EXCERPT TO READ:
'''
This is a question for a veterinarian or scientist so what I’ll do is cite some stories about cats being cured of diabetes. Although individual cats respond in different ways, in these examples the cats were cured of diabetes by transferring from dry cat food to wet. That, in a nutshell, was the cure. It is remarkable and it goes against the words of the experts on the Cornell University College of Veterinary Medicine website in which they say there is no cure for feline diabetes. For some cats there is no cure and they have to be on insulin for the rest of their lives. But in these cats there was a cure so we shouldn’t generalise.
I’m going to refer to the book Your Cat by Elizabeth Emma Hodgkins DVM because she is the acknowledged expert, I would suggest, on treating diabetic cats through diet. She is very anti-dry cat food because it is unnatural and it is high in carbohydrates.
She was surprised, working as a veterinarian, that cats who had been on dry cat food all their lives were able to restart their pancreas to produce insulin once they were transferred to a wet diet. It appears that the conventional wisdom is that cats who had developed diabetes would always need to be on insulin injections at least at low doses. The longer cats are diabetic because of diet and obesity, the longer it takes for the pancreas to recover. That’s my understanding.
'''
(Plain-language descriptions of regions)
'''
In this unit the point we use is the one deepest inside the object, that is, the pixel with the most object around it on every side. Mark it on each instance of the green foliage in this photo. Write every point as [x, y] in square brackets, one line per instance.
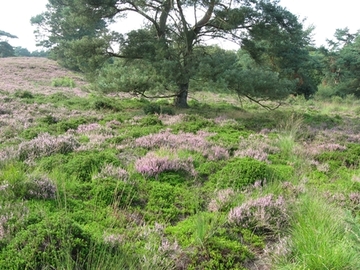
[63, 82]
[162, 55]
[42, 244]
[156, 108]
[348, 157]
[81, 165]
[211, 245]
[84, 164]
[110, 191]
[168, 203]
[320, 239]
[6, 50]
[193, 123]
[241, 172]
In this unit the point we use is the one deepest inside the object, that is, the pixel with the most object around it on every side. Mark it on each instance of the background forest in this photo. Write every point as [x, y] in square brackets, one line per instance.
[156, 149]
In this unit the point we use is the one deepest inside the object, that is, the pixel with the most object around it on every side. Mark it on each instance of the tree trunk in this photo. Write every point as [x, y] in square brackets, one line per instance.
[181, 98]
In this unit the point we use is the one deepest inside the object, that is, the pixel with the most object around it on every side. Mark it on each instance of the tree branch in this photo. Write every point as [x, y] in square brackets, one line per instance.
[262, 105]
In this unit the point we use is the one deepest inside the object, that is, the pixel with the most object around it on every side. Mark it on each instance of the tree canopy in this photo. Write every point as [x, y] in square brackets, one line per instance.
[342, 63]
[6, 50]
[170, 49]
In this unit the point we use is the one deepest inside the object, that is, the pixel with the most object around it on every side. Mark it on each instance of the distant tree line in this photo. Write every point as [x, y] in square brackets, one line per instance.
[6, 50]
[169, 53]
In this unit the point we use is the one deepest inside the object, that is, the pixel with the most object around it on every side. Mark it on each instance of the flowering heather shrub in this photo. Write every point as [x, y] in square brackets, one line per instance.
[88, 128]
[11, 216]
[109, 170]
[257, 147]
[46, 145]
[8, 153]
[188, 141]
[40, 187]
[223, 196]
[265, 214]
[169, 120]
[152, 165]
[241, 172]
[315, 149]
[35, 76]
'''
Decide whether each statement agrees with the text on curing cat diabetes, and answer yes or no, quoting the words from the text that settle it. (a) The Cornell University College of Veterinary Medicine website says feline diabetes cannot be cured. (b) Elizabeth Emma Hodgkins favors feeding cats dry food. (c) The longer a cat has been diabetic, the faster its pancreas recovers.

YOUR SOLUTION:
(a) Yes: "they say there is no cure for feline diabetes"
(b) No: "She is very anti-dry cat food because it is unnatural and it is high in carbohydrates."
(c) No: "The longer cats are diabetic because of diet and obesity, the longer it takes for the pancreas to recover."